# Fair Scheduler — Simple Stakeholder Demo
This notebook shows a **simple, visual** demo of a **fair scheduler** using the idea of **DRF (Dominant Resource Fairness)**.

**What it does (in plain words):**
- We have a pool with a limited amount of **CPU** and **Memory**.
- We have a few **teams** using some of that CPU/Memory already.
- We will allocate the **next N executors** one-by-one to the team that currently has the **lowest dominant share** (their biggest share of CPU or Memory).
- You can change the numbers and re-run to see how fairness behaves.

**What you’ll see:**
1) A **table** of who got each executor (step-by-step).
2) A **table** of the **final allocation** per team.
3) A **bar chart** of each team’s **dominant share** (lower is fairer; they tend to equalise).
4) A **line chart** showing how each team’s **dominant share evolves** as we allocate more executors.

(Data taken from a collection)
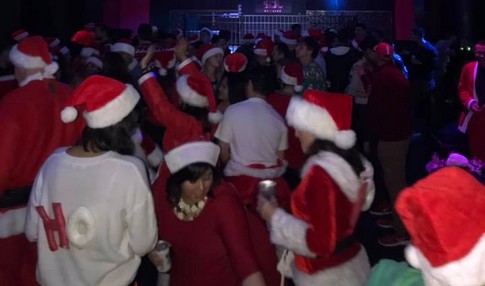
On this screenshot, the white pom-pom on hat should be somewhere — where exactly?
[61,106,78,123]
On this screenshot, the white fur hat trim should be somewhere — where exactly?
[175,75,209,107]
[165,141,220,174]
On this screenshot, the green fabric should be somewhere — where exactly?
[367,259,424,286]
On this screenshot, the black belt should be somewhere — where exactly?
[333,235,357,254]
[0,186,32,208]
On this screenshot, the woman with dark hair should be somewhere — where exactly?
[25,76,157,285]
[158,141,266,286]
[258,90,374,286]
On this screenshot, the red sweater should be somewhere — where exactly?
[366,64,411,141]
[158,182,259,286]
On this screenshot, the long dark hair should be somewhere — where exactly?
[308,139,365,176]
[79,105,140,155]
[180,102,211,133]
[167,163,219,206]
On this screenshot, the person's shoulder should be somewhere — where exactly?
[110,152,146,174]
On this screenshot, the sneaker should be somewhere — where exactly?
[378,233,411,247]
[369,202,392,216]
[376,218,394,228]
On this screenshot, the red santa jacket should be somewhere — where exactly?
[458,62,478,133]
[0,79,84,237]
[271,152,374,275]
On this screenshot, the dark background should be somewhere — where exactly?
[0,0,485,43]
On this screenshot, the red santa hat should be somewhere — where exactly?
[374,43,394,59]
[396,167,485,286]
[280,31,298,46]
[165,137,220,174]
[175,74,222,124]
[253,38,274,62]
[61,75,140,128]
[111,39,135,57]
[286,89,356,149]
[10,29,29,42]
[80,47,99,59]
[280,62,303,92]
[224,52,248,73]
[155,50,177,76]
[196,44,224,65]
[9,36,59,75]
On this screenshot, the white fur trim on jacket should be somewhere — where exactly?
[201,47,224,65]
[84,84,140,128]
[175,75,209,107]
[405,234,485,286]
[67,207,96,248]
[269,208,316,257]
[0,207,27,238]
[301,151,375,210]
[286,96,356,149]
[9,44,47,69]
[224,160,288,179]
[147,146,163,168]
[292,247,370,286]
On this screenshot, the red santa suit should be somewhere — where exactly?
[458,62,485,161]
[0,34,84,286]
[0,74,19,100]
[270,152,373,286]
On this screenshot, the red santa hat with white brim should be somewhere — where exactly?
[80,47,99,59]
[10,29,30,42]
[86,56,103,69]
[280,63,303,92]
[286,89,356,149]
[61,75,140,128]
[396,167,485,286]
[224,52,248,73]
[111,39,135,56]
[165,141,220,174]
[175,74,222,124]
[9,36,59,75]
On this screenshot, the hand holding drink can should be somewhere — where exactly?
[155,240,172,272]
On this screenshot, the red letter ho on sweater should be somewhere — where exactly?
[35,203,69,251]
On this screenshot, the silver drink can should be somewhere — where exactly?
[155,240,172,272]
[258,180,276,200]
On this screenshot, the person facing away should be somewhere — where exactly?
[25,75,157,285]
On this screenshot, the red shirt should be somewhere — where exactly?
[366,64,411,141]
[158,182,259,286]
[266,92,305,170]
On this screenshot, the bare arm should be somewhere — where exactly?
[242,272,266,286]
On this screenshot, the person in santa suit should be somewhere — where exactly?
[0,36,84,286]
[266,62,305,189]
[0,37,18,100]
[458,41,485,161]
[367,167,485,286]
[25,75,157,286]
[154,140,266,286]
[258,90,374,286]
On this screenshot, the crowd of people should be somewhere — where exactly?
[0,19,485,286]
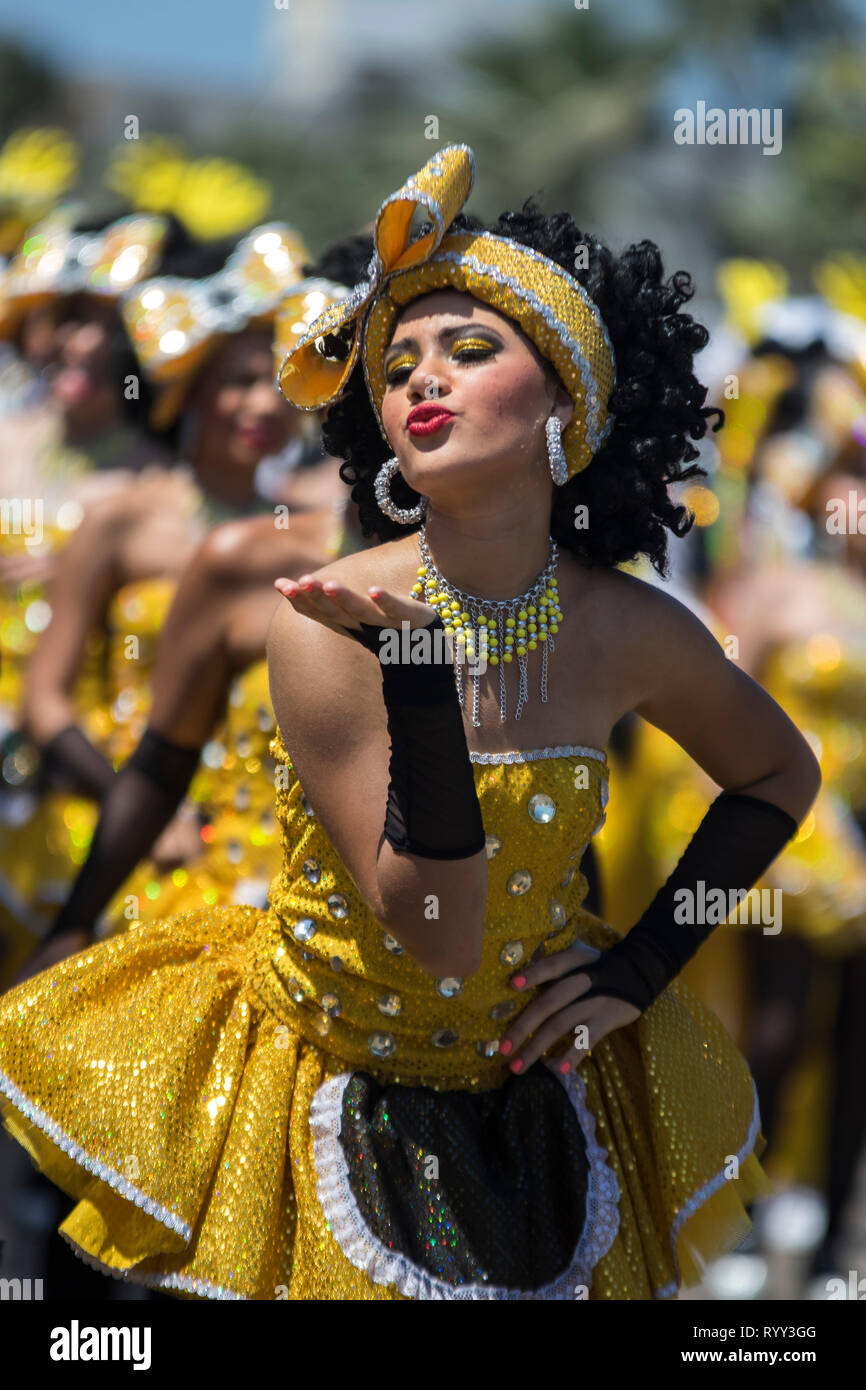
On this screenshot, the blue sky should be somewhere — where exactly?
[0,0,536,90]
[0,0,678,92]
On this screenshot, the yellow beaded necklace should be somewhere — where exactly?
[411,525,563,728]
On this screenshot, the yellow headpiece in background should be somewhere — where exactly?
[122,222,310,428]
[106,135,271,240]
[0,210,168,336]
[0,125,78,256]
[279,145,616,477]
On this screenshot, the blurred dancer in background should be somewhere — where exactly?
[28,236,373,970]
[0,224,307,979]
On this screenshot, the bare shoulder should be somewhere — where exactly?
[580,569,724,709]
[585,569,712,652]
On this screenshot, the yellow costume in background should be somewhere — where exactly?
[0,580,177,984]
[107,662,279,933]
[0,737,766,1300]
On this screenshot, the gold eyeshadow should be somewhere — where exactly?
[452,338,496,353]
[385,338,500,381]
[385,352,416,377]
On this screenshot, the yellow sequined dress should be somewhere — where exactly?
[0,737,766,1300]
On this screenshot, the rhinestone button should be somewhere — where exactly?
[367,1033,398,1058]
[375,994,403,1019]
[527,791,556,826]
[548,898,569,931]
[436,974,463,999]
[499,941,523,965]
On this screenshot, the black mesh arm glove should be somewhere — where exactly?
[47,728,202,940]
[42,724,114,801]
[345,614,485,859]
[581,791,796,1012]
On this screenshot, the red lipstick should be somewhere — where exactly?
[406,400,455,435]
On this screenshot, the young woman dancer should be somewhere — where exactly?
[0,146,819,1300]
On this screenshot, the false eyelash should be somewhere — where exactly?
[385,343,496,386]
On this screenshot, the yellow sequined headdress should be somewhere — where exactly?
[122,222,310,428]
[279,145,616,477]
[0,209,168,336]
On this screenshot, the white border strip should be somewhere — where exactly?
[0,1072,192,1244]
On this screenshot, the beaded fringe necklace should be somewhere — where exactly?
[411,527,563,728]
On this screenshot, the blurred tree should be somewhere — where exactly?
[0,39,65,140]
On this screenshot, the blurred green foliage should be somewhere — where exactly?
[0,0,866,273]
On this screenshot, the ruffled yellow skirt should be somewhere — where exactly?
[0,908,767,1300]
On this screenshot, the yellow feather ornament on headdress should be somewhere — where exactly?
[0,209,168,336]
[0,125,78,256]
[813,252,866,320]
[279,145,616,477]
[106,136,271,240]
[122,222,310,427]
[716,257,788,346]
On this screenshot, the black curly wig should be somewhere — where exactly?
[315,199,723,575]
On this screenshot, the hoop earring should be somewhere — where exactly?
[545,416,569,488]
[374,459,427,525]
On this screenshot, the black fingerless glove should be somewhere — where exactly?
[345,614,485,859]
[42,724,114,801]
[580,791,796,1012]
[49,728,202,940]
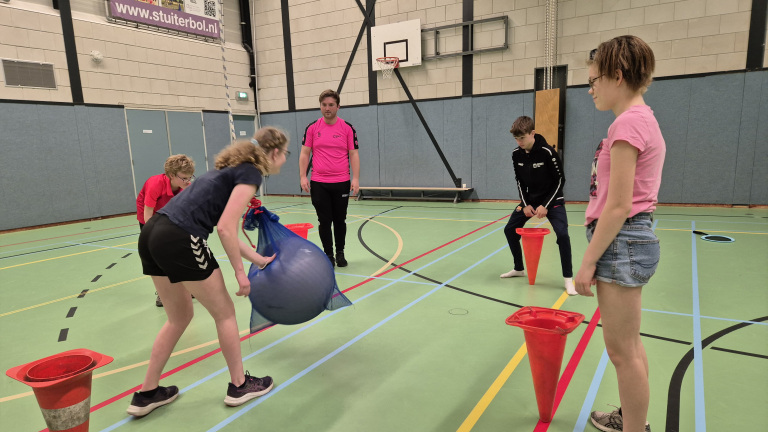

● PROBLEM SET:
1. Answer these questions about the fair scheduler demo:
(a) Which two resources does the pool hold in limited amounts?
(b) Which team receives each next executor?
(c) What does the line chart show?
2. Duplicate the part of the fair scheduler demo from "- We will allocate" to "tend to equalise).".

● EXPECTED ANSWERS:
1.
(a) CPU and Memory.
(b) The team that currently has the lowest dominant share, meaning its biggest share of CPU or Memory.
(c) How each team's dominant share evolves as more executors are allocated.

2.
- We will allocate the **next N executors** one-by-one to the team that currently has the **lowest dominant share** (their biggest share of CPU or Memory).
- You can change the numbers and re-run to see how fairness behaves.

**What you’ll see:**
1) A **table** of who got each executor (step-by-step).
2) A **table** of the **final allocation** per team.
3) A **bar chart** of each team’s **dominant share** (lower is fairer; they tend to equalise).